- **Instructions to follow**
Set out every line of the listing below as a numbered list, skipping any blank lines.

- **Given information**
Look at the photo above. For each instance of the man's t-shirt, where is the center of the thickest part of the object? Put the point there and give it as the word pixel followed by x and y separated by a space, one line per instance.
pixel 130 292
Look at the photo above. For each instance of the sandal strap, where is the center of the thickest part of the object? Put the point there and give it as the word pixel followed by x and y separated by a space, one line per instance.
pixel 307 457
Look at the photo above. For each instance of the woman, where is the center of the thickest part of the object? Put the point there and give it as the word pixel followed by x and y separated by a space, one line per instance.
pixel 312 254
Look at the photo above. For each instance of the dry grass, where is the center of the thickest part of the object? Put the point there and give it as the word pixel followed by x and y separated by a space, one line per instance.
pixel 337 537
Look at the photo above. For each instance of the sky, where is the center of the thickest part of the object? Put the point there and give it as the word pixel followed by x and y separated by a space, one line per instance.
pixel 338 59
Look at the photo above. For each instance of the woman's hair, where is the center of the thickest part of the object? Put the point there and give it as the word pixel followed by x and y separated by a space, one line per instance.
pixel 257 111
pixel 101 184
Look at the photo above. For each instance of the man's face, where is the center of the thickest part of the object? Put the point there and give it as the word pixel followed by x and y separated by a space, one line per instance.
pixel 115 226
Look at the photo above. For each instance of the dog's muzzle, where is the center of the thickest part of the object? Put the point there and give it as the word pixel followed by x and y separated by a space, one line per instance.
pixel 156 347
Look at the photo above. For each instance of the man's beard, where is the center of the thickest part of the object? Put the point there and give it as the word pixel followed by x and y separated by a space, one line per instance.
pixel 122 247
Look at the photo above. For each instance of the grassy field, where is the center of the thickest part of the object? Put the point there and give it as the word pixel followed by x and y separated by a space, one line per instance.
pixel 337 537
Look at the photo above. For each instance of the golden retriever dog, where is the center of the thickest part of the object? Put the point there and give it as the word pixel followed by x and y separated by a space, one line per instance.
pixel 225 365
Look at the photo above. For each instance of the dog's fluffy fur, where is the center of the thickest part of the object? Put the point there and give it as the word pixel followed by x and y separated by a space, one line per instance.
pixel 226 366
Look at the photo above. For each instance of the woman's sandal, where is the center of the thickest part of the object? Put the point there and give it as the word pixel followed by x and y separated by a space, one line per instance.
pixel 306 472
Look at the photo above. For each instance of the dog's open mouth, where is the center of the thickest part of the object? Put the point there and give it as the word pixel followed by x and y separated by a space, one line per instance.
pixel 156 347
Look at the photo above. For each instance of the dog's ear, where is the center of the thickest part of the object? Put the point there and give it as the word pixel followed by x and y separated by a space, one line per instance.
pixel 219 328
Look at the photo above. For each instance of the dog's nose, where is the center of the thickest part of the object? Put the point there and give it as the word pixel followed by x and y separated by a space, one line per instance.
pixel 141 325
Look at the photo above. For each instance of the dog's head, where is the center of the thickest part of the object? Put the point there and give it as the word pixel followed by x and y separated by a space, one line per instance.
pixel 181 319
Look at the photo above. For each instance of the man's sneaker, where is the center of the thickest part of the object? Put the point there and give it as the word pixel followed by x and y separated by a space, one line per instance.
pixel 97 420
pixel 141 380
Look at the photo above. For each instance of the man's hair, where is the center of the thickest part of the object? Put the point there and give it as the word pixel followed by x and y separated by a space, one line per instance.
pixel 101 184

- **Solution to the exercise**
1. Look at the photo above. For each instance of the man's t-shirt, where is the center of the thickest part of the object? Put the point there and give it as the word pixel followed by x and y separated by a space, one line per instance.
2. pixel 130 292
3. Look at the photo above. For each instance of the sandal strap, where is the center of the thickest part of the object? Put the point there and give it as the word pixel followed by x and y separated by a space, one line per instance.
4. pixel 307 457
5. Look at the photo above. For each instance of the woman, where is the center of the thickest part of the object? Put the point there and give it as the word pixel followed by x and y separated by a space, one line per instance.
6. pixel 312 254
7. Look at the photo above. For each instance of the dry grass, where is the center of the thickest part of the object? Put the point there and give it as the word pixel followed by x and y separated by a space, one line per instance.
8. pixel 337 537
9. Look at the photo above. For each instance of the sky, where is the center of the thickest part of the object? Put the point there and give it as the word pixel followed by x and y separated by a space, one line per instance.
10. pixel 338 59
11. Look at the photo above. For each instance of the woman's hair, where is the center of the thickest part of the object? Put the point there and give it as the word pixel followed by x and y separated by a space, one line per instance.
12. pixel 257 111
13. pixel 101 184
14. Look at the photo above. For each instance of the man's face, where is the center of the thickest part of the object? Put the point there and give it as the word pixel followed by x and y separated by a space, one line per instance.
15. pixel 115 226
16. Look at the photo above. For each instance of the dog's muzzle, where is the center of the thickest part of the object? Put the point there and give it as the word pixel followed by x and y separated by a space, one line per instance.
17. pixel 156 347
18. Look at the photo above. For each instance of the man's beard, where is the center of the thickest part of the object? Put the point there and give it as the word pixel followed by x and y separated by a space, one line per instance.
19. pixel 122 247
20. Look at the photo above. For each instance of the grassy field, where is the center of the thickest part of the object? Put the point there and give it as the word pixel followed by x and y separated by a space, one line per instance.
21. pixel 337 537
22. Look at the photo above. For each instance of the golden retriever dog, where is the center of the thickest part of the object? Put the point there and give it as the word pixel followed by x and y separated by a space, one line per instance.
23. pixel 225 365
24. Look at the photo above. For each instance of the dog's fluffy fur, where is the center of the thickest part of the object? Put the point there and give it as the word pixel followed by x and y separated by a space, one line per instance.
25. pixel 226 366
26. Look at the photo above. For each instance of the woman's sandal, where is the center of the thickest part of the object? Put the point there and give it as the word pixel followed by x and y separated by a space, one line per instance.
27. pixel 306 472
28. Look at the photo above. For each instance of the dog's open mouth, where is the center of the thickest part of the object? Put the point there and give it as the word pixel followed by x and y separated by a space, one line per instance.
29. pixel 156 347
30. Look at the photo above. For each instance of the dog's ear, where is the center of the thickest part of the object? Put the point there and give it as the word pixel followed by x and y separated by a space, one line per instance.
31. pixel 219 328
32. Look at the photo above. For each instance of the dog's nose, where is the center of the thickest part of the object? Put the point there and give it as the word pixel followed by x and y separated by a space, one line per instance.
33. pixel 141 325
34. Look at the photo above. For each instance of the dog's head, where is the center of the thickest part of the object? Put the point there and give it as the word pixel followed by x and y separated by a space, one line per instance.
35. pixel 181 319
36. Look at the photo above. For each instance of the man's sneaker, where is the center of the thickest part of the object? Put the point there and give it as the word pixel followed by x and y separated by a space, one line per instance.
37. pixel 97 420
38. pixel 141 380
39. Look at the photo above. For each instance of the man's hair, where is the center of the thickest part of the object? Put the point there and give it as the word pixel followed by x and y separated by a space, one line per instance.
40. pixel 101 184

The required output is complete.